Lista de tarefas:
[1] No texto sobre Óscar Lopes, quem é apontado como co-autor, com ele, da História da Literatura Portuguesa?
[2] Transcreva do texto sobre Óscar Lopes o trecho que começa em "Óscar Lopes completa" e termina em "monumental e ímpar.".

Texto apresentado:
****************

A LIBERDADE E O COMPROMISSO
Por Baptista-Bastos
É IMPOSSÍVEL ESCREVER-SE ou falar-se de cultura portuguesa no século XX sem referir Óscar Lopes. A dimensão deste homem corresponde ao entusiasmo com o qual consagrou a vida a unir sem apertar demasiado. Quero dizer: a estabelecer associações culturais entre paradigmas estéticos aparentemente dissemelhantes. O discurso e o reportório serviram de suporte a uma organização intelectual invulgar. Óscar Lopes não é, apenas, co-autor, com outro grande vulto, António José Saraiva, da História da Literatura Portuguesa. Assinou centenas e centenas de artigos; publicou dezenas de estudos sobre criadores, os mais diversos; ensaiou a matemática na análise de estruturas verbais; prefaciou livros, estimulou a lucidez crítica, foi um professor excepcional. "Um Senhor de Matosinhos", como no belíssimo poema, em sua homenagem, lhe dedicou Vasco Graça Moura.
Óscar Lopes completa 90 anos em 2 de Outubro. Cumpriu o fado de viver num tempo de opróbrio: foi preso, impedido de dar aulas, o nome suprimido na imprensa. Este homem adverso ao dogma e permanentemente aberto à interrogação sempre defendeu que a cultura é o grande espaço da responsabilidade e do compromisso. E defendeu esses conceitos com uma obstinação apenas explicável pela sua têmpera de mármore num corpo só na aparência de porcelana. Merecia tudo o que a pátria lhe devia. A pátria nunca foi pródiga para os seus maiores. Modesto, recatado, discreto e grandioso, Óscar Lopes interpelou os mistérios das ciências humanas, procurando dilucidar os aspectos menos claros da antropologia cultural, estrutural e social. Evitou os clamores do marquetingue e as tubas efémeras do "mediático". Recolhido na casa da Rua de Belos Ares, ergueu uma obra monumental e ímpar.

****************

[Linhas de um conjunto de dados de rotulagem de caixas]
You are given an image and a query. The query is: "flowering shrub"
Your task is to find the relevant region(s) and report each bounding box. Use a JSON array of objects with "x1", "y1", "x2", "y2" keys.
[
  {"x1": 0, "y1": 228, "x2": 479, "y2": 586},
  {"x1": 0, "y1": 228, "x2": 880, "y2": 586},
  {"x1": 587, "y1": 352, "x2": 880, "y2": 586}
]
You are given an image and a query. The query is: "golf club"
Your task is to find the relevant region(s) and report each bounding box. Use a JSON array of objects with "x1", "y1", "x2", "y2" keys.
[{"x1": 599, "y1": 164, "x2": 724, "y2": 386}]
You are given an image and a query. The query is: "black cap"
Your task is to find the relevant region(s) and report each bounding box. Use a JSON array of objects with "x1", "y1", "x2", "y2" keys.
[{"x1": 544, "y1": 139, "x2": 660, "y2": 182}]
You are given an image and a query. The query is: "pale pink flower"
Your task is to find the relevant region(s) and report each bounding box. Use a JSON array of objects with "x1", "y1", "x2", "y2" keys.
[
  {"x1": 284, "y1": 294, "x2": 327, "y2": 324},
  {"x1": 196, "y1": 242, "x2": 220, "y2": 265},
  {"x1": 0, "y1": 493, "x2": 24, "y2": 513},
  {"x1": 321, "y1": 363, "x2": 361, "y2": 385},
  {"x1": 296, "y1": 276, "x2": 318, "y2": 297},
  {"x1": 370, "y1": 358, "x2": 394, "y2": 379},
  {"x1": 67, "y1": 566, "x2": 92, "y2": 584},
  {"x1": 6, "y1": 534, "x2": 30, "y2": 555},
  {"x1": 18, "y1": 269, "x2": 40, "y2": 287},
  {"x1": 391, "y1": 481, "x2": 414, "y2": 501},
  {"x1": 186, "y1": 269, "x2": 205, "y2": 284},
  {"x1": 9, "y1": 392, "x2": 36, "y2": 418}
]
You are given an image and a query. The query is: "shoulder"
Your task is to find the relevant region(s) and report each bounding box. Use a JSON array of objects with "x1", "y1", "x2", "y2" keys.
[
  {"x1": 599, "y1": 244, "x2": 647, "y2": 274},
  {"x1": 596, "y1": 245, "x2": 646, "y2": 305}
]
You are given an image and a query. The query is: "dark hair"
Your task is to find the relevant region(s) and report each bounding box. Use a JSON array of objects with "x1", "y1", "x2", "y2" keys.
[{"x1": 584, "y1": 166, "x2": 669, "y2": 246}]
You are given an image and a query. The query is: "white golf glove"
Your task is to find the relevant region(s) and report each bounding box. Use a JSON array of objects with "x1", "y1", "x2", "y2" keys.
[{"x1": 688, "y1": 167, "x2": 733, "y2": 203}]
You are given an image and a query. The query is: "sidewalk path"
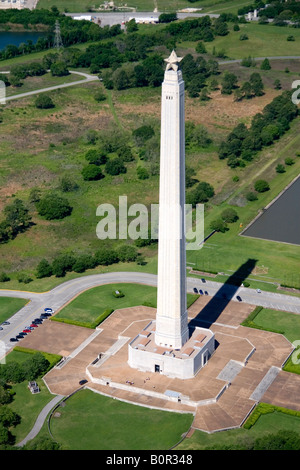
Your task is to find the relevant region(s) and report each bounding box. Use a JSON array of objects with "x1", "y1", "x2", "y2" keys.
[{"x1": 17, "y1": 395, "x2": 64, "y2": 447}]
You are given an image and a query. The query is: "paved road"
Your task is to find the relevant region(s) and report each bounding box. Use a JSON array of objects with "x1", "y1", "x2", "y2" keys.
[
  {"x1": 0, "y1": 272, "x2": 300, "y2": 360},
  {"x1": 65, "y1": 11, "x2": 220, "y2": 27},
  {"x1": 17, "y1": 395, "x2": 64, "y2": 447},
  {"x1": 1, "y1": 70, "x2": 99, "y2": 101}
]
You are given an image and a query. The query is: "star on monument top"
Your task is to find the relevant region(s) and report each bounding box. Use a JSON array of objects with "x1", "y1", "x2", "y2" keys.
[{"x1": 164, "y1": 50, "x2": 183, "y2": 72}]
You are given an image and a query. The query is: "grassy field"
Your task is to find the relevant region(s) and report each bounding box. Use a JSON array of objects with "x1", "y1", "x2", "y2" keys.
[
  {"x1": 55, "y1": 283, "x2": 197, "y2": 322},
  {"x1": 206, "y1": 23, "x2": 300, "y2": 59},
  {"x1": 51, "y1": 390, "x2": 193, "y2": 451},
  {"x1": 0, "y1": 297, "x2": 28, "y2": 323},
  {"x1": 176, "y1": 411, "x2": 300, "y2": 451}
]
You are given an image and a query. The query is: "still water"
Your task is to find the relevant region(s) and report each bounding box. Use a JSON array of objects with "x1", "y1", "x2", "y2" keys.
[
  {"x1": 0, "y1": 31, "x2": 44, "y2": 51},
  {"x1": 243, "y1": 173, "x2": 300, "y2": 245}
]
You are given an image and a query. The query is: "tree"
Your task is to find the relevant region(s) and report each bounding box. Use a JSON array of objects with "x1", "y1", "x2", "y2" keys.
[
  {"x1": 85, "y1": 148, "x2": 107, "y2": 165},
  {"x1": 132, "y1": 125, "x2": 155, "y2": 147},
  {"x1": 117, "y1": 245, "x2": 138, "y2": 263},
  {"x1": 36, "y1": 259, "x2": 52, "y2": 279},
  {"x1": 221, "y1": 207, "x2": 239, "y2": 224},
  {"x1": 136, "y1": 166, "x2": 149, "y2": 180},
  {"x1": 249, "y1": 72, "x2": 264, "y2": 96},
  {"x1": 274, "y1": 78, "x2": 281, "y2": 90},
  {"x1": 52, "y1": 254, "x2": 76, "y2": 277},
  {"x1": 221, "y1": 71, "x2": 238, "y2": 95},
  {"x1": 254, "y1": 180, "x2": 270, "y2": 193},
  {"x1": 35, "y1": 94, "x2": 55, "y2": 109},
  {"x1": 3, "y1": 199, "x2": 31, "y2": 236},
  {"x1": 260, "y1": 58, "x2": 271, "y2": 70},
  {"x1": 105, "y1": 157, "x2": 127, "y2": 176},
  {"x1": 50, "y1": 61, "x2": 70, "y2": 77},
  {"x1": 276, "y1": 163, "x2": 285, "y2": 173},
  {"x1": 36, "y1": 192, "x2": 72, "y2": 220},
  {"x1": 81, "y1": 164, "x2": 104, "y2": 181},
  {"x1": 210, "y1": 219, "x2": 227, "y2": 233},
  {"x1": 95, "y1": 247, "x2": 119, "y2": 266}
]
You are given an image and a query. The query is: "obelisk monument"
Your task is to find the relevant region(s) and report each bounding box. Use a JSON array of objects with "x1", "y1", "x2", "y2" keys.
[{"x1": 155, "y1": 51, "x2": 189, "y2": 349}]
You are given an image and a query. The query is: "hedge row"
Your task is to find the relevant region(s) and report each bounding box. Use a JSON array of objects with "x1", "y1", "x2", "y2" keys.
[
  {"x1": 243, "y1": 403, "x2": 300, "y2": 429},
  {"x1": 50, "y1": 308, "x2": 114, "y2": 330}
]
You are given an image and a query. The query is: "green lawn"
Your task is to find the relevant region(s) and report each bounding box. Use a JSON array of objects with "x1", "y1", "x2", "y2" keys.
[
  {"x1": 51, "y1": 390, "x2": 193, "y2": 451},
  {"x1": 176, "y1": 411, "x2": 300, "y2": 451},
  {"x1": 0, "y1": 297, "x2": 28, "y2": 323},
  {"x1": 55, "y1": 283, "x2": 197, "y2": 323},
  {"x1": 205, "y1": 22, "x2": 300, "y2": 59}
]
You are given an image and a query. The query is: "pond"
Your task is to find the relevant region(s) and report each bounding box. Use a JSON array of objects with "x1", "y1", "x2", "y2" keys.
[{"x1": 242, "y1": 173, "x2": 300, "y2": 245}]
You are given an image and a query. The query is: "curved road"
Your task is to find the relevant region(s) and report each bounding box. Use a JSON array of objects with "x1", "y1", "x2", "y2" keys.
[
  {"x1": 0, "y1": 272, "x2": 300, "y2": 447},
  {"x1": 0, "y1": 272, "x2": 300, "y2": 360},
  {"x1": 1, "y1": 70, "x2": 99, "y2": 101}
]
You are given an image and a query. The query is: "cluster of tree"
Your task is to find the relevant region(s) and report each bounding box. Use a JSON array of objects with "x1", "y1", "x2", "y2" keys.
[
  {"x1": 219, "y1": 91, "x2": 298, "y2": 168},
  {"x1": 234, "y1": 72, "x2": 264, "y2": 101},
  {"x1": 0, "y1": 7, "x2": 122, "y2": 60},
  {"x1": 0, "y1": 352, "x2": 50, "y2": 446},
  {"x1": 166, "y1": 16, "x2": 229, "y2": 42},
  {"x1": 36, "y1": 245, "x2": 139, "y2": 279},
  {"x1": 180, "y1": 54, "x2": 219, "y2": 98},
  {"x1": 206, "y1": 429, "x2": 300, "y2": 451},
  {"x1": 0, "y1": 352, "x2": 50, "y2": 383},
  {"x1": 0, "y1": 199, "x2": 32, "y2": 243},
  {"x1": 238, "y1": 0, "x2": 300, "y2": 26},
  {"x1": 102, "y1": 54, "x2": 164, "y2": 90},
  {"x1": 186, "y1": 180, "x2": 215, "y2": 207}
]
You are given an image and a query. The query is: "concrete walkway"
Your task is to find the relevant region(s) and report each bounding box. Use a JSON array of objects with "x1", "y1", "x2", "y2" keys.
[{"x1": 17, "y1": 395, "x2": 64, "y2": 447}]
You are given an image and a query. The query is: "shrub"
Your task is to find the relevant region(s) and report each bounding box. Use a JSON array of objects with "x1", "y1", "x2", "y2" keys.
[
  {"x1": 136, "y1": 166, "x2": 149, "y2": 180},
  {"x1": 246, "y1": 191, "x2": 257, "y2": 201},
  {"x1": 260, "y1": 58, "x2": 271, "y2": 70},
  {"x1": 52, "y1": 254, "x2": 76, "y2": 277},
  {"x1": 210, "y1": 218, "x2": 227, "y2": 233},
  {"x1": 113, "y1": 290, "x2": 125, "y2": 299},
  {"x1": 0, "y1": 272, "x2": 10, "y2": 282},
  {"x1": 221, "y1": 207, "x2": 239, "y2": 223},
  {"x1": 118, "y1": 245, "x2": 138, "y2": 263},
  {"x1": 85, "y1": 148, "x2": 107, "y2": 165},
  {"x1": 81, "y1": 164, "x2": 104, "y2": 181},
  {"x1": 276, "y1": 163, "x2": 285, "y2": 173},
  {"x1": 95, "y1": 247, "x2": 119, "y2": 266},
  {"x1": 36, "y1": 259, "x2": 52, "y2": 279},
  {"x1": 254, "y1": 180, "x2": 270, "y2": 193},
  {"x1": 35, "y1": 94, "x2": 55, "y2": 109},
  {"x1": 105, "y1": 157, "x2": 127, "y2": 176},
  {"x1": 36, "y1": 193, "x2": 72, "y2": 220},
  {"x1": 284, "y1": 157, "x2": 295, "y2": 165}
]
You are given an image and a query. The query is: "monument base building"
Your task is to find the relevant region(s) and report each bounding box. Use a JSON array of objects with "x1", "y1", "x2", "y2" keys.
[{"x1": 128, "y1": 321, "x2": 215, "y2": 379}]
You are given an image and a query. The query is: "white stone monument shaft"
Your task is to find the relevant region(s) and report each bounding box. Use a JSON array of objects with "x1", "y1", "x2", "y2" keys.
[{"x1": 155, "y1": 51, "x2": 189, "y2": 349}]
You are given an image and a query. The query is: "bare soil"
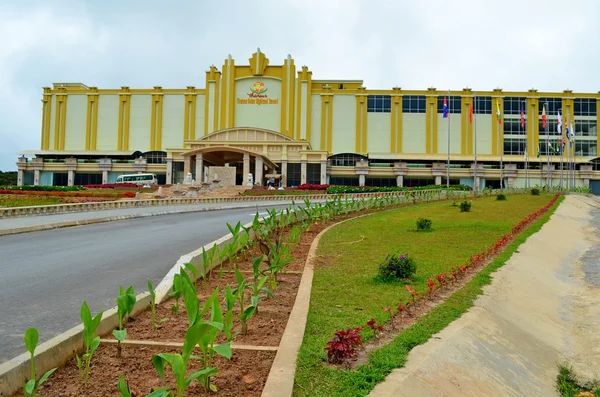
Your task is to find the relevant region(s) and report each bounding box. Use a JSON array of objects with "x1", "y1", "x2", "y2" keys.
[{"x1": 15, "y1": 218, "x2": 352, "y2": 397}]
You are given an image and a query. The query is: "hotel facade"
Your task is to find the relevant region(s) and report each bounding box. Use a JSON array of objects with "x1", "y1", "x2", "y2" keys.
[{"x1": 17, "y1": 49, "x2": 600, "y2": 188}]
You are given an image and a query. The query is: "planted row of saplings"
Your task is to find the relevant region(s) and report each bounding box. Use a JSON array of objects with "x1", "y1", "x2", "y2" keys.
[
  {"x1": 17, "y1": 191, "x2": 460, "y2": 397},
  {"x1": 324, "y1": 193, "x2": 560, "y2": 364}
]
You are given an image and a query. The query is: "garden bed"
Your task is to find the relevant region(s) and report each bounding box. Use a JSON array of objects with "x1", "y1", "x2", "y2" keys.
[{"x1": 15, "y1": 213, "x2": 340, "y2": 397}]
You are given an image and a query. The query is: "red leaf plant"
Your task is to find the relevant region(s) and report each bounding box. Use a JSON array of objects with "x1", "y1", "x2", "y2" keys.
[
  {"x1": 406, "y1": 285, "x2": 419, "y2": 305},
  {"x1": 383, "y1": 307, "x2": 396, "y2": 329},
  {"x1": 427, "y1": 278, "x2": 435, "y2": 298},
  {"x1": 325, "y1": 327, "x2": 363, "y2": 364},
  {"x1": 436, "y1": 273, "x2": 446, "y2": 288}
]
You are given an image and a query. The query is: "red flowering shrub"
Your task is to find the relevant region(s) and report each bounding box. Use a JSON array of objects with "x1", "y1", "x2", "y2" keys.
[
  {"x1": 84, "y1": 183, "x2": 137, "y2": 189},
  {"x1": 296, "y1": 183, "x2": 329, "y2": 190},
  {"x1": 325, "y1": 327, "x2": 362, "y2": 364}
]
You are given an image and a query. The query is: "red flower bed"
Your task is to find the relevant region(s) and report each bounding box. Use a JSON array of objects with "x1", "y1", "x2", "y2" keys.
[
  {"x1": 296, "y1": 183, "x2": 329, "y2": 190},
  {"x1": 83, "y1": 183, "x2": 137, "y2": 189},
  {"x1": 325, "y1": 193, "x2": 560, "y2": 364}
]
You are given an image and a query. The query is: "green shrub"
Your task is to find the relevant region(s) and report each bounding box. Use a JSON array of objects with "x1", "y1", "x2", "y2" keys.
[
  {"x1": 460, "y1": 200, "x2": 471, "y2": 212},
  {"x1": 379, "y1": 254, "x2": 417, "y2": 280},
  {"x1": 417, "y1": 218, "x2": 432, "y2": 232}
]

****************

Respostas por ordem:
[1] António José Saraiva.

[2]
Óscar Lopes completa 90 anos em 2 de Outubro. Cumpriu o fado de viver num tempo de opróbrio: foi preso, impedido de dar aulas, o nome suprimido na imprensa. Este homem adverso ao dogma e permanentemente aberto à interrogação sempre defendeu que a cultura é o grande espaço da responsabilidade e do compromisso. E defendeu esses conceitos com uma obstinação apenas explicável pela sua têmpera de mármore num corpo só na aparência de porcelana. Merecia tudo o que a pátria lhe devia. A pátria nunca foi pródiga para os seus maiores. Modesto, recatado, discreto e grandioso, Óscar Lopes interpelou os mistérios das ciências humanas, procurando dilucidar os aspectos menos claros da antropologia cultural, estrutural e social. Evitou os clamores do marquetingue e as tubas efémeras do "mediático". Recolhido na casa da Rua de Belos Ares, ergueu uma obra monumental e ímpar.